GOAL OF THE EXERCISE:
Transcribe the data below in full, exactly.

DATASET ENTRIES:
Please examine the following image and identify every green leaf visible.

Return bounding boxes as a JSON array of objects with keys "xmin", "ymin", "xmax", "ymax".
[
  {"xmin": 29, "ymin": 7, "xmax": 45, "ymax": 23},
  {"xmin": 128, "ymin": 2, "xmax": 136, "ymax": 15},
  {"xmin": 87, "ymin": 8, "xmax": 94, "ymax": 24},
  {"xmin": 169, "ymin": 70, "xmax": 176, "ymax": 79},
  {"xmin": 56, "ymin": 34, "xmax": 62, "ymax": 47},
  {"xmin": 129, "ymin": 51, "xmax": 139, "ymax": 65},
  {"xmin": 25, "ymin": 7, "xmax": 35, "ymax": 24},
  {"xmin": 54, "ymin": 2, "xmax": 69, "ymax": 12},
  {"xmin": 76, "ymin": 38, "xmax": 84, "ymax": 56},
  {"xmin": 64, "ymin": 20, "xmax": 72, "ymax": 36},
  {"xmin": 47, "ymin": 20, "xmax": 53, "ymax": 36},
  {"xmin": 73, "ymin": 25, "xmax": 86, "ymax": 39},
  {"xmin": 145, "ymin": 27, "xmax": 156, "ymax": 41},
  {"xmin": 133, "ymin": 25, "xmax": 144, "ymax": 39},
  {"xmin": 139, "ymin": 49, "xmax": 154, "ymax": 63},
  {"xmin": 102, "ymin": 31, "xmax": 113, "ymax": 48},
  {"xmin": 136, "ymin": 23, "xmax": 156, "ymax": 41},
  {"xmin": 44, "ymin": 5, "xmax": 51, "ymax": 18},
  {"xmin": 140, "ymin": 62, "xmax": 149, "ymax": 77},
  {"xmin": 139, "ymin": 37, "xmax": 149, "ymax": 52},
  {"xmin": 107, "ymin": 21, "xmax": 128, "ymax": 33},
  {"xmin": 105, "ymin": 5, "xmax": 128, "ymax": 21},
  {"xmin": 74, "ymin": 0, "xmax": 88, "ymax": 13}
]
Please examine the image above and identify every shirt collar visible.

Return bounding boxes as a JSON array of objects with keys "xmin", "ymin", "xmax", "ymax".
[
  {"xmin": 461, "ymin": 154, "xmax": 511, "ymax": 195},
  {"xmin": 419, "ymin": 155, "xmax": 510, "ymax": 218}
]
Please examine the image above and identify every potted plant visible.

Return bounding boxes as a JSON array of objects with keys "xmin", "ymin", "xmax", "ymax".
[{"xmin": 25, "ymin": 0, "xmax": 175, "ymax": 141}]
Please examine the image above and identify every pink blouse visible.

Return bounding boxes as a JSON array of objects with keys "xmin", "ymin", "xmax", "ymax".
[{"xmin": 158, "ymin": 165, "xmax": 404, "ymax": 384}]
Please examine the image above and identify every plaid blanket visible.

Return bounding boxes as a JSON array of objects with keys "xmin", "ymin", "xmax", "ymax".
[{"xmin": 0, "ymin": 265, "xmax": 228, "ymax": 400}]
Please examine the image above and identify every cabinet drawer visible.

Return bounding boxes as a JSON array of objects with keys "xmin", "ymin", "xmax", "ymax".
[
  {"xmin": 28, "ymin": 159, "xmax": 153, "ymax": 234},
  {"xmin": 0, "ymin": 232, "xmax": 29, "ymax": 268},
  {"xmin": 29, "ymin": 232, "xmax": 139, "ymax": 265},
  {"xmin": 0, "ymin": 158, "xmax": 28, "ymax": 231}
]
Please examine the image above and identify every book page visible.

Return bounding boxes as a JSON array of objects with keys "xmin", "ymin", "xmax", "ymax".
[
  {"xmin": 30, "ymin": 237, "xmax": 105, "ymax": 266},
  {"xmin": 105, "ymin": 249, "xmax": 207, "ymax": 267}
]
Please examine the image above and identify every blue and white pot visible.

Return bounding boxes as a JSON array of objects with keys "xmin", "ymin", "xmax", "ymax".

REPLY TO THE TASK:
Please examine the following image and identify every green leaf visible.

Return bounding boxes as a JSON array of objects with keys "xmin", "ymin", "xmax", "ymax".
[
  {"xmin": 29, "ymin": 7, "xmax": 45, "ymax": 23},
  {"xmin": 128, "ymin": 2, "xmax": 136, "ymax": 15},
  {"xmin": 87, "ymin": 8, "xmax": 94, "ymax": 24},
  {"xmin": 169, "ymin": 70, "xmax": 176, "ymax": 79},
  {"xmin": 56, "ymin": 34, "xmax": 62, "ymax": 47},
  {"xmin": 129, "ymin": 51, "xmax": 139, "ymax": 65},
  {"xmin": 25, "ymin": 7, "xmax": 35, "ymax": 24},
  {"xmin": 54, "ymin": 2, "xmax": 69, "ymax": 12},
  {"xmin": 76, "ymin": 38, "xmax": 84, "ymax": 56},
  {"xmin": 64, "ymin": 20, "xmax": 72, "ymax": 36},
  {"xmin": 47, "ymin": 20, "xmax": 53, "ymax": 36},
  {"xmin": 73, "ymin": 25, "xmax": 86, "ymax": 39},
  {"xmin": 145, "ymin": 27, "xmax": 156, "ymax": 41},
  {"xmin": 133, "ymin": 25, "xmax": 144, "ymax": 39},
  {"xmin": 139, "ymin": 49, "xmax": 154, "ymax": 63},
  {"xmin": 102, "ymin": 31, "xmax": 113, "ymax": 48},
  {"xmin": 136, "ymin": 23, "xmax": 156, "ymax": 41},
  {"xmin": 44, "ymin": 5, "xmax": 51, "ymax": 18},
  {"xmin": 140, "ymin": 62, "xmax": 149, "ymax": 77},
  {"xmin": 139, "ymin": 37, "xmax": 149, "ymax": 52},
  {"xmin": 107, "ymin": 21, "xmax": 128, "ymax": 33},
  {"xmin": 105, "ymin": 5, "xmax": 128, "ymax": 21},
  {"xmin": 74, "ymin": 0, "xmax": 88, "ymax": 13}
]
Please examine the image above and identify every shirt collar visible.

Return bounding boxes as a JSON array of objects with keys "xmin", "ymin", "xmax", "ymax".
[
  {"xmin": 461, "ymin": 154, "xmax": 511, "ymax": 195},
  {"xmin": 419, "ymin": 155, "xmax": 510, "ymax": 218}
]
Please examine the image above and identify every potted plant visible.

Return bounding boxes as a JSON array of objects with keys "xmin", "ymin", "xmax", "ymax".
[{"xmin": 25, "ymin": 0, "xmax": 175, "ymax": 141}]
Please examine the image above and identify every pink blouse visible.

Return bounding boxes as a JSON array of objects with keys "xmin", "ymin", "xmax", "ymax".
[{"xmin": 158, "ymin": 165, "xmax": 404, "ymax": 384}]
Please examine the image above and identify every plaid blanket visible.

Return bounding boxes as a JSON array of objects with keys "xmin", "ymin", "xmax", "ymax".
[{"xmin": 0, "ymin": 265, "xmax": 228, "ymax": 400}]
Please examine the image above and identify every cabinet drawer visible.

Return bounding boxes as a JSON array of objects with keys "xmin", "ymin", "xmax", "ymax".
[
  {"xmin": 28, "ymin": 159, "xmax": 153, "ymax": 234},
  {"xmin": 0, "ymin": 232, "xmax": 29, "ymax": 268},
  {"xmin": 29, "ymin": 232, "xmax": 139, "ymax": 265},
  {"xmin": 0, "ymin": 158, "xmax": 28, "ymax": 231}
]
Please examine the image above and identify every book page visible.

Return bounding boxes as a JSON array of objects with keys "xmin", "ymin", "xmax", "ymax".
[
  {"xmin": 30, "ymin": 237, "xmax": 105, "ymax": 266},
  {"xmin": 105, "ymin": 249, "xmax": 207, "ymax": 267}
]
Please examine the image above and identify every blue and white pot visible.

Return bounding boxes as a JSON array of objects with keys "xmin", "ymin", "xmax", "ymax".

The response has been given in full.